◆ Source ◆
********

Clearly there's some issue there.
p
it’s weird, not all of query is timeout
m
What's the replication? If > 1, then queries that don't hit server-1 probably work.
p
replication = 2
m
yeah, so then not all queries may go to server-1 replica
also, what's the overall read qps to the cluster?
are you firing queries only manually, or is there more read qps coming from somewhere
p
only me using
so qps = 1
m
can you restart server-1?
p
okie
m
Something is wrong in that server, we will need to look at the logs and metrics (may be thread dump) to see what's happening in it.
perhaps take a threaddump before you restart?
p
well, the issue switch to server-2 when i restart server-1
Copy code
Timed out while polling results block, numBlocksMerged: 0 (query: QueryContext{_tableName='RuleLogsUAT_REALTIME', _selectExpressions=[*], _aliasList=[null], _filter=created_at_days_epoch > '18761', _groupByExpressions=null, _havingFilter=null, _orderByExpressions=null, _limit=10, _offset=0, _queryOptions={responseFormat=sql, groupByMode=sql, timeoutMs=9999}, _debugOptions=null, _brokerRequest=BrokerRequest(querySource:QuerySource(tableName:RuleLogsUAT_REALTIME), pinotQuery:PinotQuery(dataSource:DataSource(tableName:RuleLogsUAT_REALTIME), selectList:[Expression(type:IDENTIFIER, identifier:Identifier(name:*))], filterExpression:Expression(type:FUNCTION, functionCall:Function(operator:GREATER_THAN, operands:[Expression(type:IDENTIFIER, identifier:Identifier(name:created_at_days_epoch)), Expression(type:LITERAL, literal:<Literal stringValue:18761>)])), orderByList:[], limit:10, queryOptions:{responseFormat=sql, groupByMode=sql, timeoutMs=9999}))})
m
grep for "Driver, indexing time" in both server logs
Also paste broker log when query successful
Are you running master, or 0.7.1 release?
p
Here’s the logs server 1 & 2
Copy code
Are you running master, or 0.7.1 release?
I’m running on master
m
oh if master, then can you do a curl on the <server>:7500/appConfigs?
p
Copy code
# curl
curl: try 'curl --help' or 'curl --manual' for more information
# curl localhost:7500/appConfigs?
curl: (7) Failed to connect to localhost port 7500: Connection refused
I don’t think server expose port
n
Copy code
Is server-1 always the issue?

********

Data records:
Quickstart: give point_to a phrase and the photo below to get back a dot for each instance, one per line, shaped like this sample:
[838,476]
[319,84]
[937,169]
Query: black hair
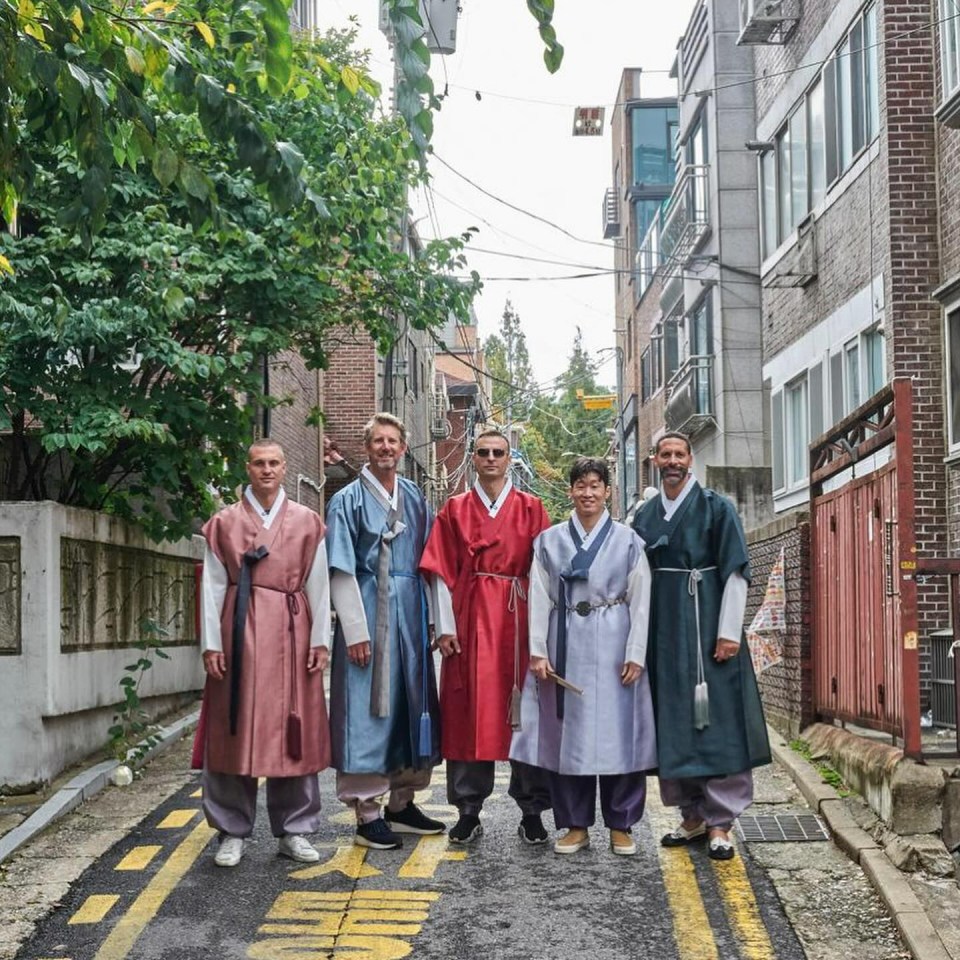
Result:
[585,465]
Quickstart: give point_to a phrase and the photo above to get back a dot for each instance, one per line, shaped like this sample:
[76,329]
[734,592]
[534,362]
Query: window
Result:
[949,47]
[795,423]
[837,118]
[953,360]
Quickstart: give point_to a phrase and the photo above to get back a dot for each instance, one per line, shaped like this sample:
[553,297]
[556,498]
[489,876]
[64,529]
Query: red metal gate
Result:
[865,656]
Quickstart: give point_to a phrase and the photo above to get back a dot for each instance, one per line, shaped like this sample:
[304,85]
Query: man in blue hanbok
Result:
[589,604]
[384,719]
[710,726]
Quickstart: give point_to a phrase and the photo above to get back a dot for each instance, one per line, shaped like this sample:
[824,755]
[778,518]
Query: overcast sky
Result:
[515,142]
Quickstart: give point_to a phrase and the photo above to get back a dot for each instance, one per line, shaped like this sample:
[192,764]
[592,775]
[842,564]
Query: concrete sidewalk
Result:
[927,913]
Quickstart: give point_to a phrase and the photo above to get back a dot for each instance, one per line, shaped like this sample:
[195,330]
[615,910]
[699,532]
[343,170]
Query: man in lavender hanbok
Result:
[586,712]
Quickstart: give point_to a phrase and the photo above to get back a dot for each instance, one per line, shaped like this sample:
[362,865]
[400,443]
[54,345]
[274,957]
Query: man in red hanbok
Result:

********

◆ Task list ◆
**a.** From the timeout error in the thread about query timeouts, list every query option with its value.
**b.** Pick up the thread about query timeouts after its last line and continue it.

◆ Outputs for the tasks ◆
**a.**
responseFormat=sql
groupByMode=sql
timeoutMs=9999

**b.**
btw, it was not just server1. your log which you shared initially, showed both server1 and server 2 failing across the 5 queries from the start. So it could very well be because of offline realtime sharing the server. Restart is not what it made it go to server2.
p
Yes, i not just server 1. I just reinstall all cluster, keep volume mount. But the issue happen agains
Copy code
Timed out while polling results block, numBlocksMerged: 0 (query: QueryContext{_tableName='RuleLogsUAT_OFFLINE', _selectExpressions=[count(*)], _aliasList=[null], _filter=created_at_days_epoch <= '18761', _groupByExpressions=null, _havingFilter=null, _orderByExpressions=null, _limit=10, _offset=0, _queryOptions={responseFormat=sql, groupByMode=sql, timeoutMs=9999}, _debugOptions=null, _brokerRequest=BrokerRequest(querySource:QuerySource(tableName:RuleLogsUAT_OFFLINE), pinotQuery:PinotQuery(dataSource:DataSource(tableName:RuleLogsUAT_OFFLINE), selectList:[Expression(type:FUNCTION, functionCall:Function(operator:COUNT, operands:[Expression(type:IDENTIFIER, identifier:Identifier(name:*))]))], filterExpression:Expression(type:FUNCTION, functionCall:Function(operator:LESS_THAN_OR_EQUAL, operands:[Expression(type:IDENTIFIER, identifier:Identifier(name:created_at_days_epoch)), Expression(type:LITERAL, literal:<Literal stringValue:18761>)])), queryOptions:{responseFormat=sql, groupByMode=sql, timeoutMs=9999}))})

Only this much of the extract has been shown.